17. Hukuk Dairesi 2014/14286 E. , 2015/11704 K.
"İçtihat Metni"MAHKEMESİ :Asliye Hukuk Mahkemesi
Taraflar arasındaki tazminat davasının yapılan yargılaması sonunda; kararda yazılı nedenlerden dolayı davanın kabulüne dair verilen hükmün süresi içinde davalı vekili tarafından temyiz edilmesi üzerine dosya incelendi, gereği düşünüldü:
-K A R A R-
Davacı vekili; davalıya konut sigorta poliçesiyle sigortalı bulunan dairenin yaşanan sel felaketinde zarar gördüğünü, belediye encümen kararıyla binanın kullanımının sakıncalı olduğunun belirlendiğini, binanın kat maliklerinin güçlendirme çalışmalarına yanaşmadıklarını, davalının yapının değerinde %50 oranında eskime payı ile %2 poliçe muafiyet tutarı düşüldükten sonra 17.446,38 TL ödemeyi teklif ettiğini, ancak binanın pert olması sebebiyle poliçe bedelinin tamamının ödenmesi gerektiğini belirterek fazlaya ilişkin hakları saklı kalmak kaydıyla 30.000,00 TL hasar bedelinin reeskont faiziyle birlikte tahsilini talep etmiştir.

İşlenecek Veriler —
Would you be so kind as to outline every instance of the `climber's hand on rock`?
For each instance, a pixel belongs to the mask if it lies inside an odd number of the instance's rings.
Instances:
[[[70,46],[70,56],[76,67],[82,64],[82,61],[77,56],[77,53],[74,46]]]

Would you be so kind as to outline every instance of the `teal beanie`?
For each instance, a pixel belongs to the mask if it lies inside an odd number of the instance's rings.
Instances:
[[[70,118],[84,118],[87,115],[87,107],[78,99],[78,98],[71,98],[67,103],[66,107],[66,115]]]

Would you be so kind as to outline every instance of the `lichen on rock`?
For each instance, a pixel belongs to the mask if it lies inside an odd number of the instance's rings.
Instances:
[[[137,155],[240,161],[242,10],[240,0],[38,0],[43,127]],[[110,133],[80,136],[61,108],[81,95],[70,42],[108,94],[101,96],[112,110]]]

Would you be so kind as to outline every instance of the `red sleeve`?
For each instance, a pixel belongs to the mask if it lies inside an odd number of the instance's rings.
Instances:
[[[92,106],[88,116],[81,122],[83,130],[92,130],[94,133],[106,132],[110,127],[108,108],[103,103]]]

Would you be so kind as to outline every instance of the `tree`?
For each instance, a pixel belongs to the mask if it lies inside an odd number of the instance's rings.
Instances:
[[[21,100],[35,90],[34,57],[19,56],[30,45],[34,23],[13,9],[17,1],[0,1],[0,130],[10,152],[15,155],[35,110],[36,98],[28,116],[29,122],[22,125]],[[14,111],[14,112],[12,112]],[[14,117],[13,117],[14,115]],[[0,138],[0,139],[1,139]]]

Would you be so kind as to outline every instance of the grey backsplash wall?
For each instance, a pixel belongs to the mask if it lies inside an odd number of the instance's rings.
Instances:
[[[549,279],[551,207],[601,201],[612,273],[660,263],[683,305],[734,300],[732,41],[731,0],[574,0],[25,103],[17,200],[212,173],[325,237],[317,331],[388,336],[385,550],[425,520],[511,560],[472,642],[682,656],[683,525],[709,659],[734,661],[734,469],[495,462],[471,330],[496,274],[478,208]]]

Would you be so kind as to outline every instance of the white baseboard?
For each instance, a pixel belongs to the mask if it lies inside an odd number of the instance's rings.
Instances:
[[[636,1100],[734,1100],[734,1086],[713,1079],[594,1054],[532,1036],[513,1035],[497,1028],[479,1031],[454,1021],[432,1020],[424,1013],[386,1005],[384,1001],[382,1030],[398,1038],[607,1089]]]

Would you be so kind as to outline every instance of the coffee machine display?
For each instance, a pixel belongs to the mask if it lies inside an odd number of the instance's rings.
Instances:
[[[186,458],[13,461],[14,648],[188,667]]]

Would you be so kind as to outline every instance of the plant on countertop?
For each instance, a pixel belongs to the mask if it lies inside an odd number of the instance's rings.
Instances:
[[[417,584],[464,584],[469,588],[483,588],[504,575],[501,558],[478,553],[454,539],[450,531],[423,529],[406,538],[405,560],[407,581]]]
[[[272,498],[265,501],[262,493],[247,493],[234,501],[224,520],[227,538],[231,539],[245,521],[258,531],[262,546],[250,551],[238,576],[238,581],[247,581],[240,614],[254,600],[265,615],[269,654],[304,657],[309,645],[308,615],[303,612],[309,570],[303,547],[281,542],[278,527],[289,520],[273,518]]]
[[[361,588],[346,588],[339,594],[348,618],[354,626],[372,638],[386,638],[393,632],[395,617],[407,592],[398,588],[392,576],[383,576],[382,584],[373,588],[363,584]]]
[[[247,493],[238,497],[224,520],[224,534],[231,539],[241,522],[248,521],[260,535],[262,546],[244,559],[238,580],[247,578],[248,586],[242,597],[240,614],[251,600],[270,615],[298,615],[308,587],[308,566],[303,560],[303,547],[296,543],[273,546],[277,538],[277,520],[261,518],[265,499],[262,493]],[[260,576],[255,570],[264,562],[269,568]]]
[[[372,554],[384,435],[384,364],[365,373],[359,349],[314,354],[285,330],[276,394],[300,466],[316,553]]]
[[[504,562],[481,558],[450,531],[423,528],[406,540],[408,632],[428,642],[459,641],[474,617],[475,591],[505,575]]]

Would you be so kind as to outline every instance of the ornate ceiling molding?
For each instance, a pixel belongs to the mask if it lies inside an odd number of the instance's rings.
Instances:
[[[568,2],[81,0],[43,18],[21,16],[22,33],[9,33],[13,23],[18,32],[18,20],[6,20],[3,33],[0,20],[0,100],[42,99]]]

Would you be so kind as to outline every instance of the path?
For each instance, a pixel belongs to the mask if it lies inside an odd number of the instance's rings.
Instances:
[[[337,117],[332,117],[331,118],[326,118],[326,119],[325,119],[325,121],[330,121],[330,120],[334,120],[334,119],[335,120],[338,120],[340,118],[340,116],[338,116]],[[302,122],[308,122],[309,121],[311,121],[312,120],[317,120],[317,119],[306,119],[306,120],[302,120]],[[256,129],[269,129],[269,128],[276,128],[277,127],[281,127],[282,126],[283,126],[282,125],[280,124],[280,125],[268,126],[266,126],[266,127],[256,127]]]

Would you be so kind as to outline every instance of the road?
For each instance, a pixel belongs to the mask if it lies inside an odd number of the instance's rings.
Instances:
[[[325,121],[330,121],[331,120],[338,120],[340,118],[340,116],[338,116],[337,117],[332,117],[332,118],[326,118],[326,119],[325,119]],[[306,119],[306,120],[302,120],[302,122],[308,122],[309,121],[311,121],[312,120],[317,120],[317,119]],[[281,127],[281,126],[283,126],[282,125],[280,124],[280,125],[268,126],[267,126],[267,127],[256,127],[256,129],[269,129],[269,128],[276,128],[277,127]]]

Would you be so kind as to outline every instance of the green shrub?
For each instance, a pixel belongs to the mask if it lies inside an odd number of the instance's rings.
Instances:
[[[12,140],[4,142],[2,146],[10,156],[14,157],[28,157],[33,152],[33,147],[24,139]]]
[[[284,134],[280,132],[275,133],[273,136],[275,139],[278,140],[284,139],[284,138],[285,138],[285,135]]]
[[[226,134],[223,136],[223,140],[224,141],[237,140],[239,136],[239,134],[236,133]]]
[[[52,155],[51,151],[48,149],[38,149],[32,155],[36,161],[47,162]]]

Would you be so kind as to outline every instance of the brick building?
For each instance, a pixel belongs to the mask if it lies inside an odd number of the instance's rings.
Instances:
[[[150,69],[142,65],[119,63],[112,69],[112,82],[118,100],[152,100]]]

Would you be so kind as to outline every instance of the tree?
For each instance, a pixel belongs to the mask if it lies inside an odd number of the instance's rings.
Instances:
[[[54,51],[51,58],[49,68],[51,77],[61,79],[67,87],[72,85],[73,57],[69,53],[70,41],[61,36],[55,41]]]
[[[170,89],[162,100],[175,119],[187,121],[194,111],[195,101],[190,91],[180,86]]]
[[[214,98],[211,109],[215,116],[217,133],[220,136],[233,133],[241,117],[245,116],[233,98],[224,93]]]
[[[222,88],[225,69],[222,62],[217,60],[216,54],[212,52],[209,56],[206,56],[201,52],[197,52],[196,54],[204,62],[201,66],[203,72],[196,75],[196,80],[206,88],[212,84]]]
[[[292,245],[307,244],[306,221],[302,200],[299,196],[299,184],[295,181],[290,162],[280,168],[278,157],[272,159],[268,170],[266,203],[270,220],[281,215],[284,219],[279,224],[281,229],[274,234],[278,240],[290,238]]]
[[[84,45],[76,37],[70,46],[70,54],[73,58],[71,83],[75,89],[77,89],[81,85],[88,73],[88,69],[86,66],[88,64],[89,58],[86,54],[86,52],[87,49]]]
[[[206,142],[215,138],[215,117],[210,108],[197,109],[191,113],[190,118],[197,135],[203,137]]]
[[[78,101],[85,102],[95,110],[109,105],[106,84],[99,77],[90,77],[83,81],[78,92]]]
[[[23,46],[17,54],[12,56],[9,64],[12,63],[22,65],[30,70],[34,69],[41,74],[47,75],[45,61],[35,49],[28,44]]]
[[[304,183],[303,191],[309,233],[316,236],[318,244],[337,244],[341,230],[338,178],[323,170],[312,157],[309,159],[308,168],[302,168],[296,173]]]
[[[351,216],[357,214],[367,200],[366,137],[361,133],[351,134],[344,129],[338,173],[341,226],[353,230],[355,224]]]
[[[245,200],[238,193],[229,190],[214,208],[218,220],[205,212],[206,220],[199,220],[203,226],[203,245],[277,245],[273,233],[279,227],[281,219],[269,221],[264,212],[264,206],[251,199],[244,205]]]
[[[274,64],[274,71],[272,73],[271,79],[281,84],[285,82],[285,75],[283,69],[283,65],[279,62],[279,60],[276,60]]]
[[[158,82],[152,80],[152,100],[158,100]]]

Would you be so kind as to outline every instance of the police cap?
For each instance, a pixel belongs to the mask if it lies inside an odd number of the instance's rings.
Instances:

Yapılacak Görevler —
(1) Kayıtlarda "rock" dizesini içeren satırların hepsini seçin. Büyük-küçük harf ayrımı dikkate alınmalıdır.
(2) Konut sigortası tazminat davasına ilişkin karar metnini kaldığı yerden devam ettirin.

Yanıtlar —
(1)
Would you be so kind as to outline every instance of the `climber's hand on rock`?
Would you be so kind as to outline every instance of the `lichen on rock`?

(2)
Davalı vekili; davacının sözleşme sırasında konuttaki ayıpları gizleyerek değerini fazla belirttiğini, dürüstlük kuralına uymadığını, davalının cayma hakkı olmasına rağmen bu hakkını kullanmadığını, evin gerçek değeri olan 17.446,38 TL"yi ödemeyi kabul ettiğini, aşkın sigortanın olduğunu, yapının ekonomik ömrünü doldurduğunu, sigorta teminatı altına alınmasının mümkün olmadığını belirterek davanın reddini talep etmiştir.
Mahkemece; bozma ilamına uyularak, iddia, savunma, toplanan delillere ve benimsenen bilirkişi raporuna göre; davanın kabulü ile 30.000,00 TL"nin dava tarihinden itibaren işleyecek avans faiziyle birlikte davalıdan tahsiline karar verilmiş; hüküm, davalı vekili tarafından temyiz edilmiştir.
1-Dosya içerisindeki bilgi ve belgelere, mahkeme kararının gerekçesinde dayanılan delillerin tartışılıp, değerlendirilmesinde usul ve yasaya aykırı bir yön bulunmamasına göre, davalı vekilinin aşağıdaki bentlerin kapsamı dışında kalan sair temyiz itirazlarının reddi gerekmiştir.
2-Dava, konut sigorta poliçesinden kaynaklanan maddi tazminat istemine ilişkindir.
Dava konusu poliçenin tanzim edildiği tarih itibariyle yürürlükte bulunan değişiklikten önceki Yangın Sigortası Genel Şartları"nın B.5.1.5 maddesinde “Binalarda, rizikonun gerçekleştiği yer ve tarihte piyasa rayiçlerine göre bulunan yeni inşa bedelinin esas tutulacağı, ancak bu bedelden, eskime, yıpranma ve başka sebeplerden ileri gelen kıymet eksilmelerinin indirileceği, bina yeniden inşa edilmeyecekse, tazmin kıymetinin, binanın rizikonun gerçekleşmesinden bir gün önceki alım-satım değerinden arsa kıymeti düşülmek suretiyle bulunacağı” hüküm altına alınmıştır.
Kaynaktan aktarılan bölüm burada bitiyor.